EXERCISE GOAL: Scale the items between the line containing "The locate routine indicates the white sign" and the line containing "x=278 y=225", inclusive, and give only those lines again, requests included. Multiply every x and y coordinate in the answers by 0.25 and round each to a whole number, with halves rounded up.

### GIVEN RECORDS

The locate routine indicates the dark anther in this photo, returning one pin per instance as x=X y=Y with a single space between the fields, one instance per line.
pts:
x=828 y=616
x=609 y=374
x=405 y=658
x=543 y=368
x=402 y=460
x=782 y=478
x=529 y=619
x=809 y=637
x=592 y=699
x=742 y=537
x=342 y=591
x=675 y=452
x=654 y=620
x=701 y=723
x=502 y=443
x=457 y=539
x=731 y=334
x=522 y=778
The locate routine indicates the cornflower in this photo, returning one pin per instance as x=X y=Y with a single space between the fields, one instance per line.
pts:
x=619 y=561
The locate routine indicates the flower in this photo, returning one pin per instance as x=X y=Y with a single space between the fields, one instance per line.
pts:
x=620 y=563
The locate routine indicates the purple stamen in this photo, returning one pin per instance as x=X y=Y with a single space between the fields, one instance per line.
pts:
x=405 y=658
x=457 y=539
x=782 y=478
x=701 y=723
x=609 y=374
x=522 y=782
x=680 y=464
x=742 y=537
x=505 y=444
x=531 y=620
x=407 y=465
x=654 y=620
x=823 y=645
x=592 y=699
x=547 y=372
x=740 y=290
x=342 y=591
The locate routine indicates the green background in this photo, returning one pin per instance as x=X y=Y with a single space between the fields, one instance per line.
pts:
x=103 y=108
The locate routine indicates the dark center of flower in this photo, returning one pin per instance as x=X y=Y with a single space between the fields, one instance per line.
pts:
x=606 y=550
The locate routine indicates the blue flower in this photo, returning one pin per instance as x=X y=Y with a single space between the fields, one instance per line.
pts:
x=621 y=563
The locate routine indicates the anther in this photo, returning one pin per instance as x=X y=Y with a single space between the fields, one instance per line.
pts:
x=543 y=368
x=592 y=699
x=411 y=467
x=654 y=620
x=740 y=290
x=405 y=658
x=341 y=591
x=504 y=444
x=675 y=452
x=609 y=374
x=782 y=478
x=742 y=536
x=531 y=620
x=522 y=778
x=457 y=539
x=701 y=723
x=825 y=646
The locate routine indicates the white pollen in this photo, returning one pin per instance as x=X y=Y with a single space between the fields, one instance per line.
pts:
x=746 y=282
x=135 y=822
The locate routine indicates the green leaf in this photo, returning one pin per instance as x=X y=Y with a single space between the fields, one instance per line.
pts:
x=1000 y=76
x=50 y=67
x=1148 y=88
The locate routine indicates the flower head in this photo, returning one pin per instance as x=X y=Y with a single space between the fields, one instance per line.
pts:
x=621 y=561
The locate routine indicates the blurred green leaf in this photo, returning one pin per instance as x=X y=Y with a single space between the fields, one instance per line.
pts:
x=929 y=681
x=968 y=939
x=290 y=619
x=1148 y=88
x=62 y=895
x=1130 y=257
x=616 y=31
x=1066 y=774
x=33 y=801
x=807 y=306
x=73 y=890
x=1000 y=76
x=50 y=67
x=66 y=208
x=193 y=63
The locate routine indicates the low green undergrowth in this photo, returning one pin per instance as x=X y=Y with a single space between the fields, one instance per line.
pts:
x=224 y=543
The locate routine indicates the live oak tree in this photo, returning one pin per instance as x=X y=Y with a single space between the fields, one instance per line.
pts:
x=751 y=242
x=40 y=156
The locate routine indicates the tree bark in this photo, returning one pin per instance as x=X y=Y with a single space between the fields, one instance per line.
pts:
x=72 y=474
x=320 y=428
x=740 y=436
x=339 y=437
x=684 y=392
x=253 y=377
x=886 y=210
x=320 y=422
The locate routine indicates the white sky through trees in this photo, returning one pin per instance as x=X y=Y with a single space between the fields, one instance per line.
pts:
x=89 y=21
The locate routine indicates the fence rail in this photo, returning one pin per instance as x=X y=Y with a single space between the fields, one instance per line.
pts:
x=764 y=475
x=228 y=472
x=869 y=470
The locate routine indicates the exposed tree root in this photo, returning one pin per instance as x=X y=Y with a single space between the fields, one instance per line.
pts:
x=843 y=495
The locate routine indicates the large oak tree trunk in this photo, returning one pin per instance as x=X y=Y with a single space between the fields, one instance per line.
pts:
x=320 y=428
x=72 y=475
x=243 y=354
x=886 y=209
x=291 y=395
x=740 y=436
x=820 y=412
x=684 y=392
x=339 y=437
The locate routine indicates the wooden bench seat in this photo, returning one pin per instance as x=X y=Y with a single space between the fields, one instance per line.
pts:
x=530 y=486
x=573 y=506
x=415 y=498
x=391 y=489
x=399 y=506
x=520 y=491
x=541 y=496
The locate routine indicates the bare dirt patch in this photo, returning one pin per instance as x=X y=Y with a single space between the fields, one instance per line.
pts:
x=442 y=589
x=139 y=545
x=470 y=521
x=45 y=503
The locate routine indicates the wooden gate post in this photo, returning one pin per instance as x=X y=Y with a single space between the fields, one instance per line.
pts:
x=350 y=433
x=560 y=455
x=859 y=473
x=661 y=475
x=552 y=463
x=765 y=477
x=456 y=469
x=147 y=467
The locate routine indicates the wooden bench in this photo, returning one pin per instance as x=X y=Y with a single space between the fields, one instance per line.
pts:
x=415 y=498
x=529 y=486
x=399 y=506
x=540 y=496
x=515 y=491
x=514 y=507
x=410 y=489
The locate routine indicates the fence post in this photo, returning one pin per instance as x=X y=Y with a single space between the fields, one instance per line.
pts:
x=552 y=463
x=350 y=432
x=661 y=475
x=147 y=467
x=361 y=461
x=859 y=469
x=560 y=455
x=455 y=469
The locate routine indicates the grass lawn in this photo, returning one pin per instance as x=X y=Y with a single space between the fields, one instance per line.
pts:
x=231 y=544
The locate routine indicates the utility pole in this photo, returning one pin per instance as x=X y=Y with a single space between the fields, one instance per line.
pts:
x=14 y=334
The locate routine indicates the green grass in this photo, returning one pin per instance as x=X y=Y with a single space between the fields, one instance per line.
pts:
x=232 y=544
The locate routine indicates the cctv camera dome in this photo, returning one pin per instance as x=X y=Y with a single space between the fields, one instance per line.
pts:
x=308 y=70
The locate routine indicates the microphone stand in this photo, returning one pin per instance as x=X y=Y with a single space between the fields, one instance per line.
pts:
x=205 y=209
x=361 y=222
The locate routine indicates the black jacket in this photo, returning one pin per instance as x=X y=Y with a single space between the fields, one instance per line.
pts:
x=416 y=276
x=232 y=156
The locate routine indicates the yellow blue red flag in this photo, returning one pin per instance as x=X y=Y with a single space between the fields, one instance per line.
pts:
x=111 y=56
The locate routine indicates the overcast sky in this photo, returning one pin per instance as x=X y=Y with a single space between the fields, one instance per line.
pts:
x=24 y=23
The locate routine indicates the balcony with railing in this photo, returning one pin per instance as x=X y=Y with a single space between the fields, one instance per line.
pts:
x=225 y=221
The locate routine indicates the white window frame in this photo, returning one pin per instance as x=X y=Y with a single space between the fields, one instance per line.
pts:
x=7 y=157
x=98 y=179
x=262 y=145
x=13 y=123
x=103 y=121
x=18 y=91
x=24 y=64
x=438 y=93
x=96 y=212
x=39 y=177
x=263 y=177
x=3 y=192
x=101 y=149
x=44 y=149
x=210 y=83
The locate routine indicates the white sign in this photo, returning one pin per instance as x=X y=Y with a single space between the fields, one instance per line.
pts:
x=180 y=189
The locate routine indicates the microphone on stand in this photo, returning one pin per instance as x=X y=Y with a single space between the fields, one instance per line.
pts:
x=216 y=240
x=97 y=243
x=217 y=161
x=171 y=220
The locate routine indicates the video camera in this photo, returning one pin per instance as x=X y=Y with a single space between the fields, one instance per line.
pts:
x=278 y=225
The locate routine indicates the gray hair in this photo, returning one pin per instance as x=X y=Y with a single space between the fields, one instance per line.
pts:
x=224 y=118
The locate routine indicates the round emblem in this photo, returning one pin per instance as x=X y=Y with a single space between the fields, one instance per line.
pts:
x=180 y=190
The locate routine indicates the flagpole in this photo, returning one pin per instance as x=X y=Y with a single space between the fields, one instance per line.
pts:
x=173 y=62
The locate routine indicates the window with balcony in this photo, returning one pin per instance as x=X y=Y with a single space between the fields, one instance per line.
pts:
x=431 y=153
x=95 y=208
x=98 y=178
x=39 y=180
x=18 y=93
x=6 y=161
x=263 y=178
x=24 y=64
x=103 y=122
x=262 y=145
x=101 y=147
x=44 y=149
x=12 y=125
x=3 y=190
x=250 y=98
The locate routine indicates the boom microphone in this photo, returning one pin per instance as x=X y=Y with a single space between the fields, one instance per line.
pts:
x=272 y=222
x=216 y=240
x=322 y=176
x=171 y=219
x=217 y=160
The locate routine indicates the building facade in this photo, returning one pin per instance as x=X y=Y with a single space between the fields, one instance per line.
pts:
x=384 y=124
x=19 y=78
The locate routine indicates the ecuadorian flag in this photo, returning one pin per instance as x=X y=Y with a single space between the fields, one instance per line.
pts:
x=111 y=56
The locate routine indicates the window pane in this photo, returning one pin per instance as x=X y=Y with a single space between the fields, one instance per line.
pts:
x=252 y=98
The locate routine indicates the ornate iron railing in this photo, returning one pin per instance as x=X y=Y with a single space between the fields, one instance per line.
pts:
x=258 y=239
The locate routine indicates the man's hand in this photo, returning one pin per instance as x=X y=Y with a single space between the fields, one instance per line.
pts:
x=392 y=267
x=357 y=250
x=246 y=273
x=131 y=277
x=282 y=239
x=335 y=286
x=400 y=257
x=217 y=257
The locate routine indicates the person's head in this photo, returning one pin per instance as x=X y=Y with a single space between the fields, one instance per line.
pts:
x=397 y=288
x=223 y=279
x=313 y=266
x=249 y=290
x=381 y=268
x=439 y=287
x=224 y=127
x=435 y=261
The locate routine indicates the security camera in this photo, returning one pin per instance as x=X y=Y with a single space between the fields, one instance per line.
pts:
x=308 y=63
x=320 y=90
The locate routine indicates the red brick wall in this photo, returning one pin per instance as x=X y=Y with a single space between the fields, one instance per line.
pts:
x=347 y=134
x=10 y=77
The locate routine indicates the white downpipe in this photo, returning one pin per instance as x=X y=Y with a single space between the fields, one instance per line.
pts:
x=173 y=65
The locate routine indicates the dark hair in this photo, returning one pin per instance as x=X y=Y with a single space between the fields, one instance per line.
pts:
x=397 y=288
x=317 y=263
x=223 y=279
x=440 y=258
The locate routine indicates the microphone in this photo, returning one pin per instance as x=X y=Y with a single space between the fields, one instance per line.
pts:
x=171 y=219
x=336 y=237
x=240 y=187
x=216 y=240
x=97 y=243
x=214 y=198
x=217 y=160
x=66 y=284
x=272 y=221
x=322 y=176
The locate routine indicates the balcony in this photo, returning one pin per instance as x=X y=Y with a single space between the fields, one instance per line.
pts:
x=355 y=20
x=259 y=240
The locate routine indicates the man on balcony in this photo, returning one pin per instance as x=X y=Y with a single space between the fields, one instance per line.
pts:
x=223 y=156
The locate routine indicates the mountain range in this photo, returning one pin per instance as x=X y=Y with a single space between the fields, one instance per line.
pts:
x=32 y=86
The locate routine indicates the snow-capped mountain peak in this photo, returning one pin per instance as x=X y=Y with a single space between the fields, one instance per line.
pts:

######

RESULT:
The locate routine indicates the white sign in this photo, returning one pin per instance as x=X y=Y with a single space between the fields, one instance per line.
pts:
x=45 y=47
The locate routine indicates the microphone on stand in this photo, returning one pin per instance as x=X y=Y with a single space between the fields, one instance per line.
pts:
x=54 y=60
x=24 y=61
x=54 y=40
x=43 y=55
The locate routine indicates the video camera in this photo, returning one pin per instance as x=X y=Y with a single space between the fields, one instance per line.
pts:
x=70 y=56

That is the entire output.